▸ Listed entries:
:::::

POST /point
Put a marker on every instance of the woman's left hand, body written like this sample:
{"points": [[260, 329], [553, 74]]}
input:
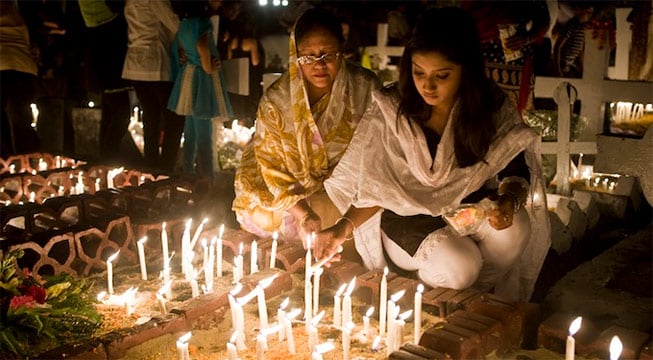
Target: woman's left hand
{"points": [[501, 217]]}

:::::

▸ Exercise brief: Output the material above line by line, word for word, but leave out the picture.

▸ Reply to the exercise:
POST /point
Put a marker on every instance of the woman's left hand, body written like this sample:
{"points": [[260, 329], [553, 74]]}
input:
Target: woman's left hand
{"points": [[501, 217]]}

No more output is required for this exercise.